▶ _Soal Latihan_:
Tuliskan ulang baris-baris di bawah tanpa perubahan apa pun, mulai dari baris yang memuat "like x=37, y=804." sampai dengan baris yang memuat "x=1094, y=657", kedua baris itu ikut disertakan.

# # # # #

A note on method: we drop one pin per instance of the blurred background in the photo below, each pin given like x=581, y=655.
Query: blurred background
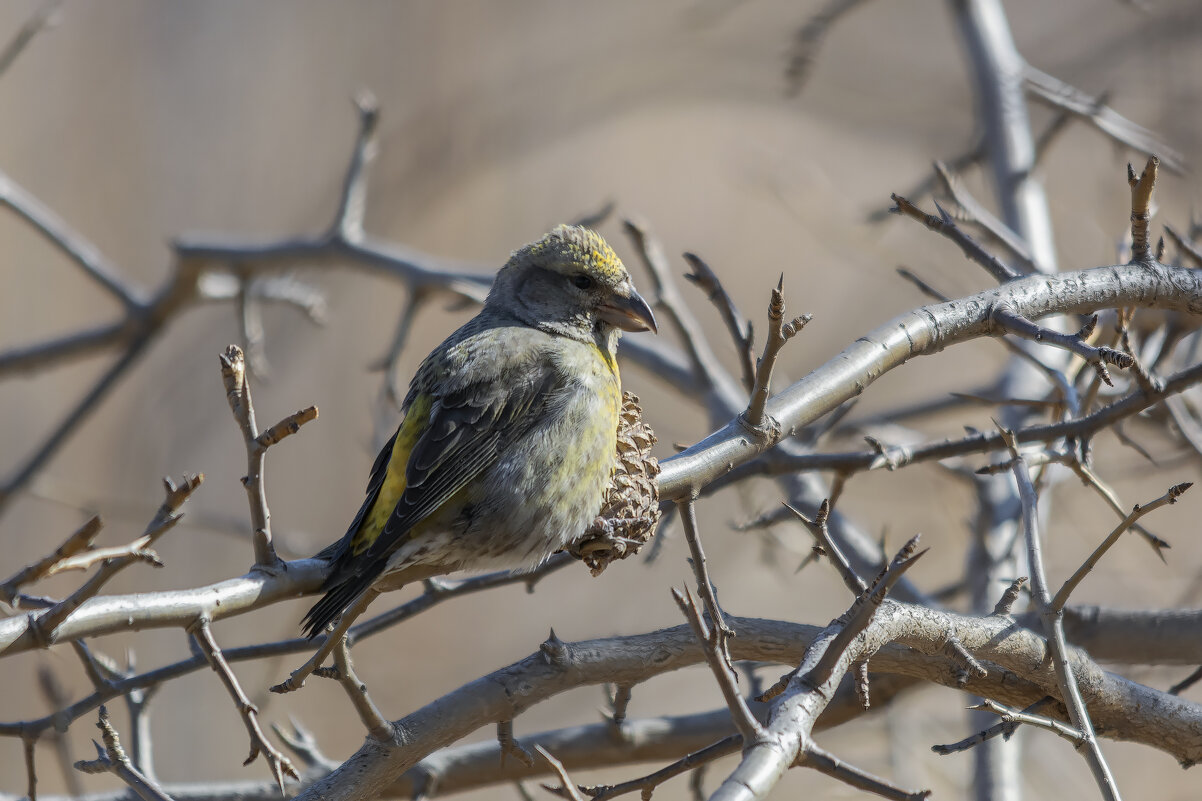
x=137, y=122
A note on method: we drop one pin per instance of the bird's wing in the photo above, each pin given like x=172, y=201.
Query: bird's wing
x=448, y=437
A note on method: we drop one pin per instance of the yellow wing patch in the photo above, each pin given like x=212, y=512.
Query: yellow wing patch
x=416, y=421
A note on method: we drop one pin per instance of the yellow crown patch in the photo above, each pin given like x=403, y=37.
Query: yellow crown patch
x=571, y=247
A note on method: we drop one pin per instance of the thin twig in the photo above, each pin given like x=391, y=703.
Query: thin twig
x=809, y=39
x=569, y=789
x=736, y=324
x=1053, y=626
x=1012, y=322
x=1017, y=716
x=75, y=544
x=278, y=764
x=977, y=213
x=111, y=758
x=378, y=727
x=715, y=640
x=945, y=225
x=828, y=547
x=1059, y=94
x=1004, y=729
x=233, y=374
x=646, y=784
x=1186, y=247
x=831, y=765
x=1141, y=208
x=164, y=520
x=779, y=332
x=1061, y=598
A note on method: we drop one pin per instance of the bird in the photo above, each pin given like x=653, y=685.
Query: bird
x=507, y=438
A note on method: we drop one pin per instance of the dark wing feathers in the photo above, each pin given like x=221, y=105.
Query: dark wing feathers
x=466, y=433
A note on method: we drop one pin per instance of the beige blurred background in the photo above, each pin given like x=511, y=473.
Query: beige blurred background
x=141, y=120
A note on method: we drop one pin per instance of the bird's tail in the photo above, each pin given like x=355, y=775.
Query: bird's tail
x=340, y=593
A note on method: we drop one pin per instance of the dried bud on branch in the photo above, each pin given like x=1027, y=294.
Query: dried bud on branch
x=631, y=506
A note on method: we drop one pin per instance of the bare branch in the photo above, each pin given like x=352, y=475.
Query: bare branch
x=707, y=280
x=344, y=672
x=946, y=226
x=1039, y=721
x=45, y=17
x=112, y=759
x=715, y=642
x=1061, y=598
x=809, y=39
x=827, y=546
x=43, y=627
x=831, y=765
x=569, y=788
x=75, y=544
x=1005, y=729
x=1053, y=627
x=233, y=374
x=644, y=784
x=977, y=213
x=277, y=763
x=1186, y=247
x=779, y=332
x=1012, y=322
x=1059, y=94
x=1141, y=208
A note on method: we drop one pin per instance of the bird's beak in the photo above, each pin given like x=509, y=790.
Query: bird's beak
x=628, y=310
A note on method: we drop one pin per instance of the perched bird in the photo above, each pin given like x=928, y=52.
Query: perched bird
x=507, y=439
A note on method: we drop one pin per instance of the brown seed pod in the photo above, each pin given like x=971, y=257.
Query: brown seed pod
x=631, y=506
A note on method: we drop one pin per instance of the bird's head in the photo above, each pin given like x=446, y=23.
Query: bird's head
x=571, y=283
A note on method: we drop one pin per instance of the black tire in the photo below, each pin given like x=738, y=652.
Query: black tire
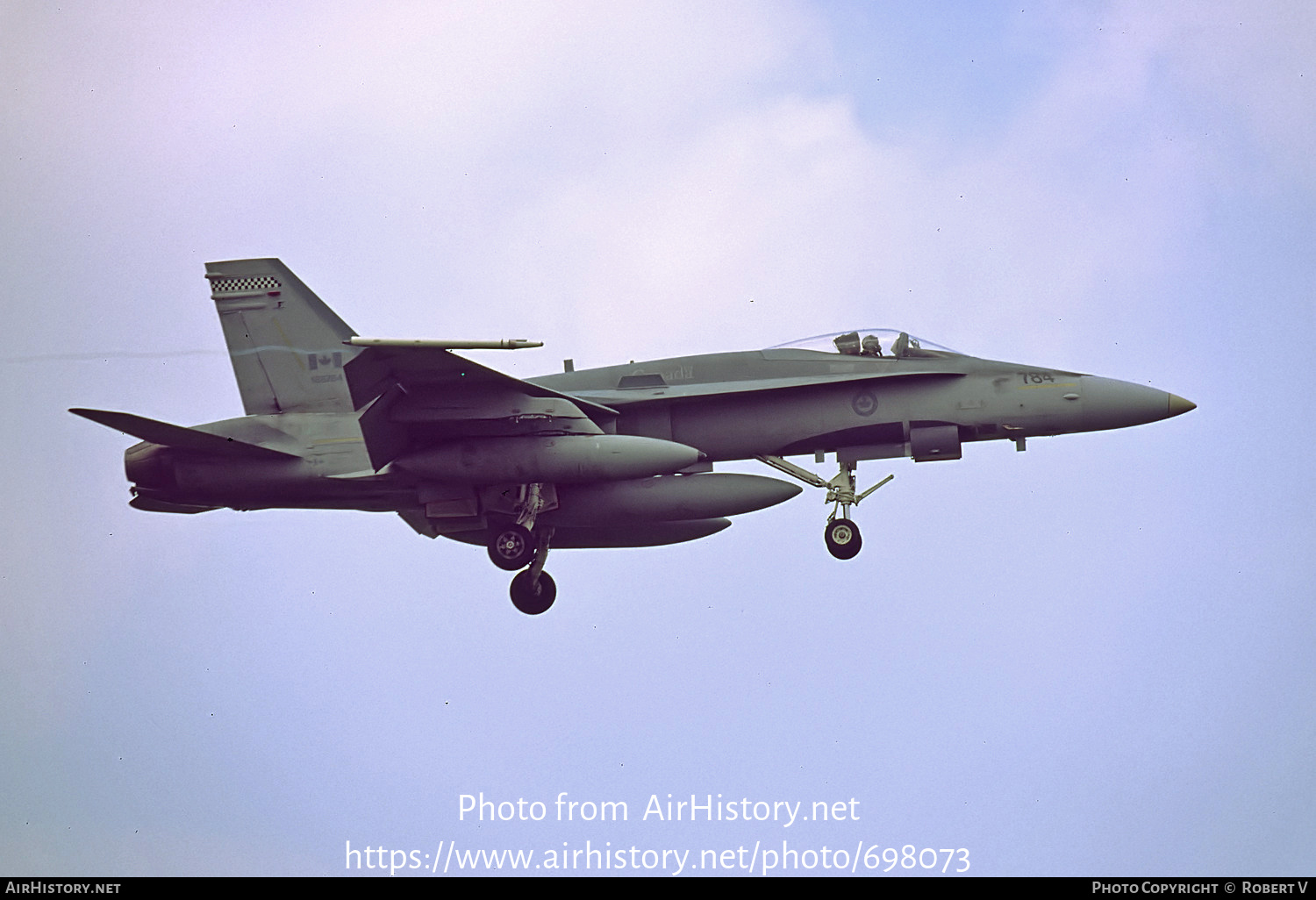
x=842, y=539
x=511, y=547
x=524, y=596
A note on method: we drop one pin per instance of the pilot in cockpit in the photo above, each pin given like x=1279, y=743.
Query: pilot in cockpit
x=848, y=344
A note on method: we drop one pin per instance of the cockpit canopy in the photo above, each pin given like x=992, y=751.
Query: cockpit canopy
x=874, y=342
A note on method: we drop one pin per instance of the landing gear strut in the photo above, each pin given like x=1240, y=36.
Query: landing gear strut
x=519, y=545
x=841, y=534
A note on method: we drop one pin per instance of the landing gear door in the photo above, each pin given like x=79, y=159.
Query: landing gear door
x=929, y=442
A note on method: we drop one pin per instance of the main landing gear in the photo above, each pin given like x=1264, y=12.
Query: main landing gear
x=520, y=545
x=841, y=534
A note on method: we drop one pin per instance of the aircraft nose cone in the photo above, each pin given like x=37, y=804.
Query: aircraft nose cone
x=1110, y=403
x=1178, y=405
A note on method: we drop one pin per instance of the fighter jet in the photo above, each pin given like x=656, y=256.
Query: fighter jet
x=616, y=457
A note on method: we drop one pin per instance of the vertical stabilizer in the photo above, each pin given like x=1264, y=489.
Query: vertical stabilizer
x=286, y=345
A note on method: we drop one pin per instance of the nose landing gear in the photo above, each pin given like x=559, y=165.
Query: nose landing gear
x=841, y=534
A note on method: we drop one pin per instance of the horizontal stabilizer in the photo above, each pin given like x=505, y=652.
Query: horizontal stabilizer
x=178, y=436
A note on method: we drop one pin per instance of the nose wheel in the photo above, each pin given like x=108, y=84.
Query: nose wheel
x=841, y=534
x=842, y=539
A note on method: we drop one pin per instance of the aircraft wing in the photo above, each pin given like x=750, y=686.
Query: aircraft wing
x=416, y=395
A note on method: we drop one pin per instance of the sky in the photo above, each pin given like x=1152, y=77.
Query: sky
x=1094, y=657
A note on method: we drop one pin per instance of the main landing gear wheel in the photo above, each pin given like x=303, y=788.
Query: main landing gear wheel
x=511, y=547
x=842, y=539
x=533, y=597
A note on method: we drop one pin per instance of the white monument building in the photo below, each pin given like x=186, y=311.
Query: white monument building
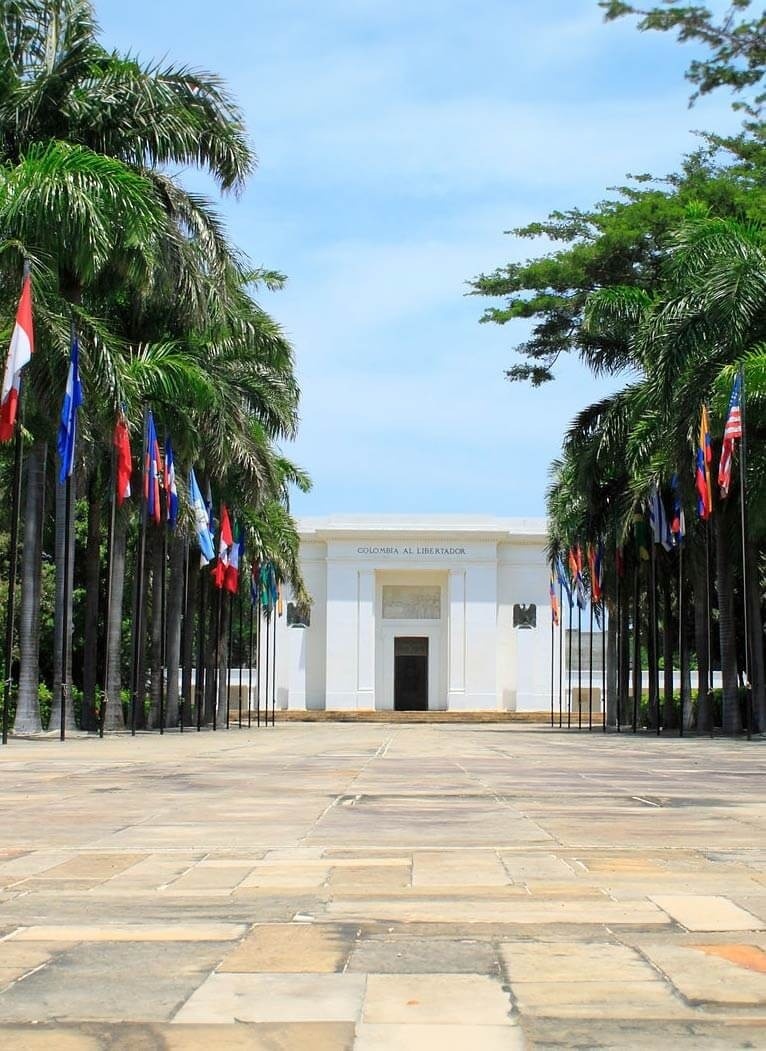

# # # # #

▶ _Penyelesaian_:
A note on method: we drop one pin per instance of the aircraft nose cone in the photo above, each pin given like x=37, y=804.
Query: aircraft nose cone
x=1110, y=403
x=1178, y=405
A note on method: we drop one pin per instance of the fighter jet in the photo above, each pin given like x=656, y=256.
Query: fighter jet
x=616, y=457
A note on method: we drop one pin per instance of the vertical stabilizer in the photo above, each pin given like x=1264, y=489.
Query: vertical stabilizer
x=286, y=345
A note on method: we drop one pin per instance of the nose landing gear in the photo above, each pin given like x=559, y=165.
Query: nose landing gear
x=841, y=534
A note on method: we drop one pin per instance of the horizontal stabilizer in the photo above, each pin given like x=505, y=652.
Query: horizontal stabilizer
x=178, y=436
A note on method: we drop one pin per instance of the nose wheel in the photo above, each pin given like x=108, y=84.
Query: nose wheel
x=841, y=534
x=842, y=539
A note on method: we drop one pin per instance of the aircraft wing in the photo above, each pin given like x=750, y=686.
Query: aircraft wing
x=416, y=395
A note on method: we drop one pin per instance of the sky in the photo above, each pin given like x=1152, y=77.
Query: sky
x=1094, y=657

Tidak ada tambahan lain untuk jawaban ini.